Stored entries:

•••

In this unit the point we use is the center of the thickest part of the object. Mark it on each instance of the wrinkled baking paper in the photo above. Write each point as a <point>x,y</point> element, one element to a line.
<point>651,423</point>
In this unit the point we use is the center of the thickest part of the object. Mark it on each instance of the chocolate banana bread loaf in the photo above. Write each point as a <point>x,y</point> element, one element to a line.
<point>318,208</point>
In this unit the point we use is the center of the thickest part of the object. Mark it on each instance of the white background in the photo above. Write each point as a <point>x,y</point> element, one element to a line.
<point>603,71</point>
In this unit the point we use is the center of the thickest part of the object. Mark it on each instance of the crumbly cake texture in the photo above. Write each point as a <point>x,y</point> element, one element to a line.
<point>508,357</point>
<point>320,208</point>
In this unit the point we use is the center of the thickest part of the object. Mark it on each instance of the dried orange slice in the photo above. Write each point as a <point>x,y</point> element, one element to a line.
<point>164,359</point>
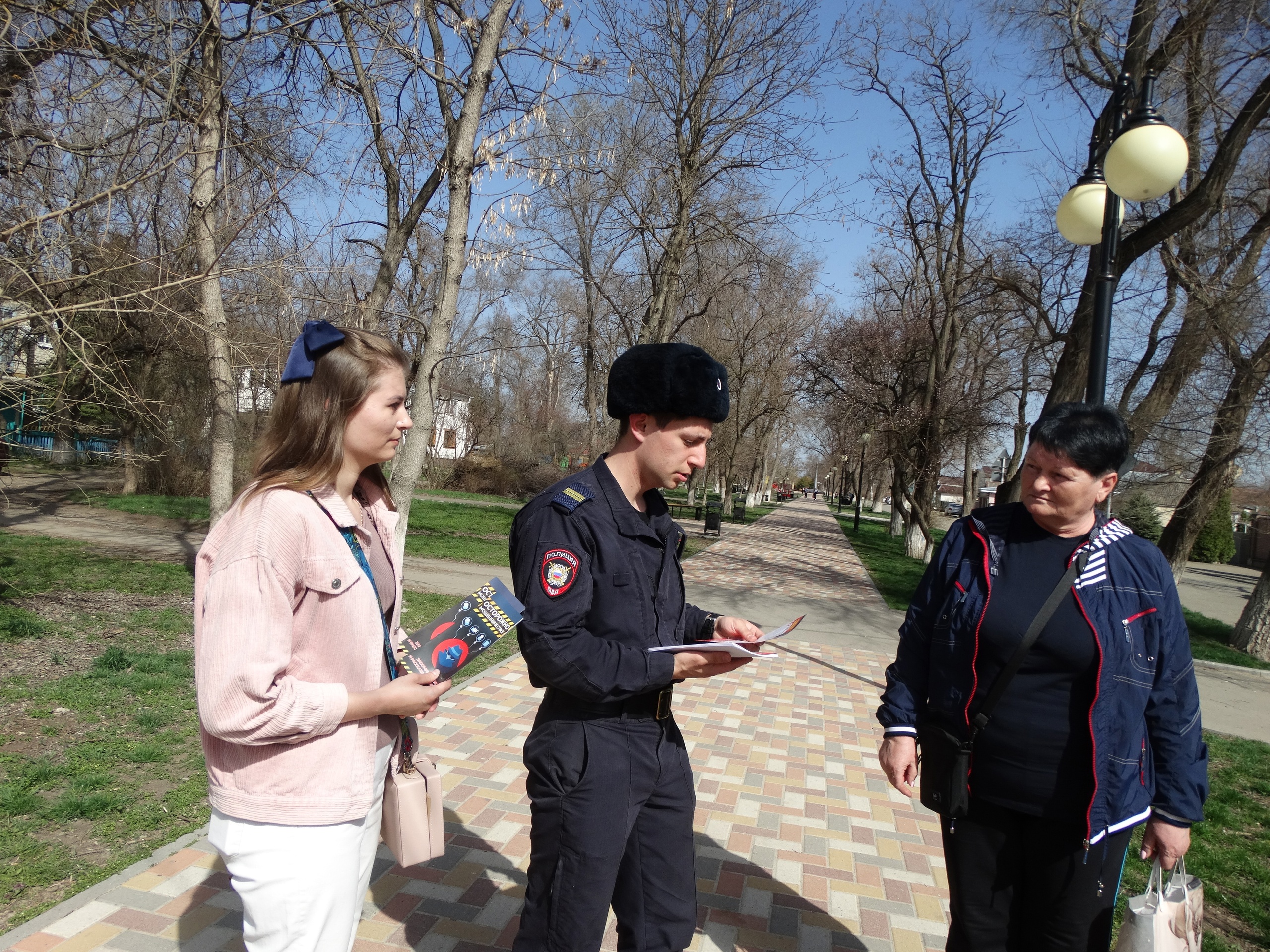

•••

• Given request:
Turn the items above into a numbered list, one line per number, skipping any blank lines and leaving out the picture.

• Written solution:
1. In this unit the point we use is the center of the thickest part of the object. Mark it on each instance of the wrinkled baking paper in the photo above. Write each point as a <point>x,y</point> element, one element to a line.
2. <point>651,423</point>
3. In this unit the point we use is the center of the thickest part of the object. Mark it on each instance of the chocolate banana bread loaf in the photo above. Write each point as a <point>x,y</point> element, one element to a line.
4. <point>318,208</point>
5. In this unit the point we use is the center of the thickest part of the object. Mark it on each instance of the white background in the photo above. Write each point as a <point>x,y</point> element, one element to a line.
6. <point>603,71</point>
7. In this unit the point we use is the center of the thickest part of the object. Mark it on each instance of the crumbly cake texture in the photo above. Write each point as a <point>x,y</point> element, one element to a line.
8. <point>508,357</point>
9. <point>320,208</point>
10. In this unit the point we use is the center of the thickest part of the object. Mark it on each instance of the dried orange slice in the photo above. Write each point as a <point>x,y</point> element, one element to a line.
11. <point>164,359</point>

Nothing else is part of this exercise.